*WHAT IS NEEDED:* Pull out each line of the listing below that contains the string "Query".
§ §
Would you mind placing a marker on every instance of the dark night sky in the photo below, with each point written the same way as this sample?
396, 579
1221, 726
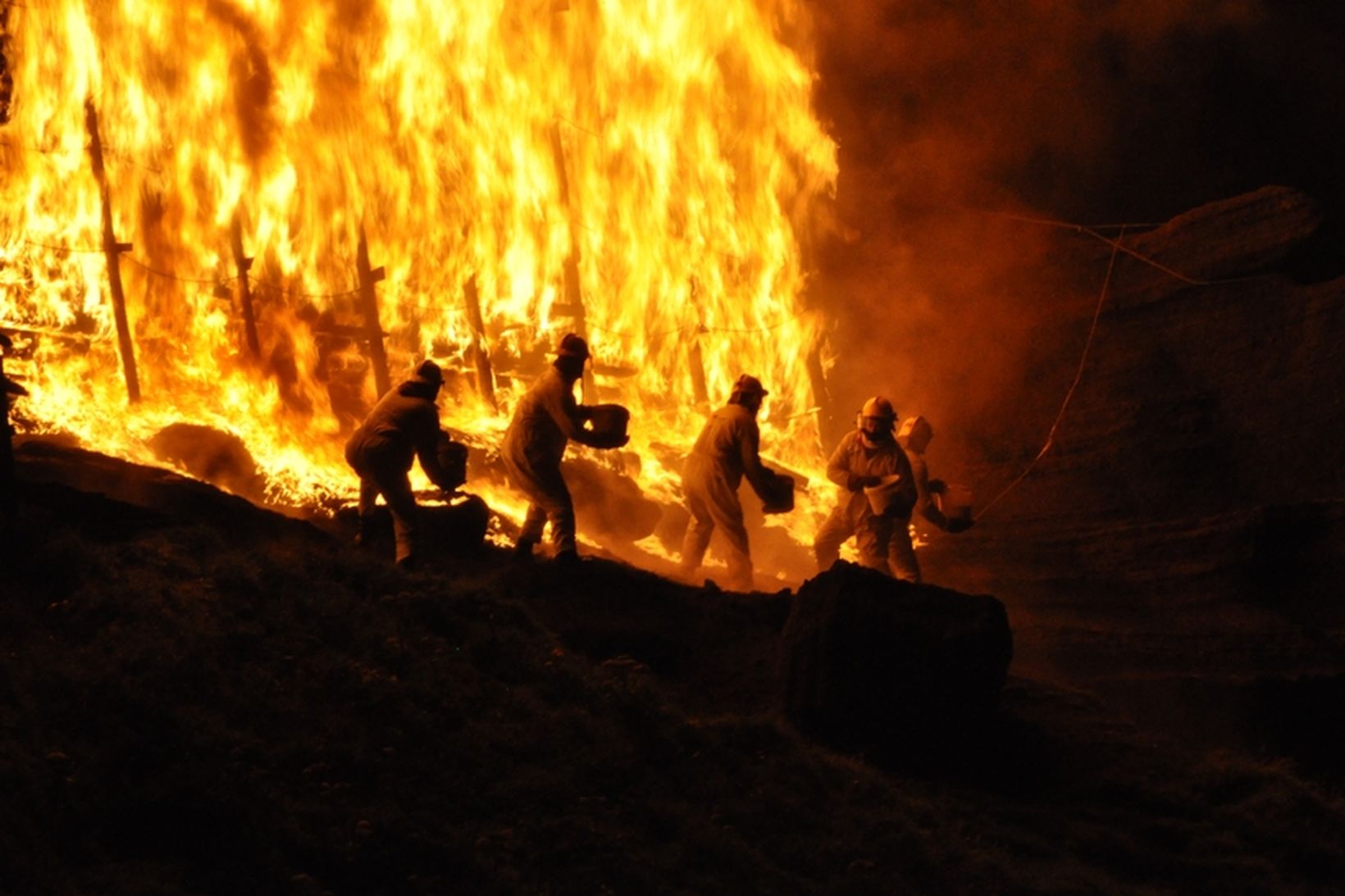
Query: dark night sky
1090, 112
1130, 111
§ §
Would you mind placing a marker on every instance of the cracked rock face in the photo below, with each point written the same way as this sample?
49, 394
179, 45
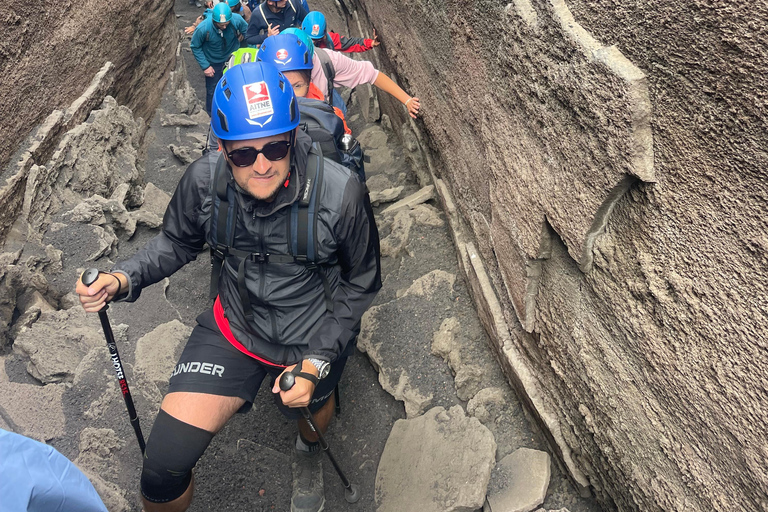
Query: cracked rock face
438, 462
§ §
*OUTPUT BELOW:*
Query: dark night sky
Query: cracked rock face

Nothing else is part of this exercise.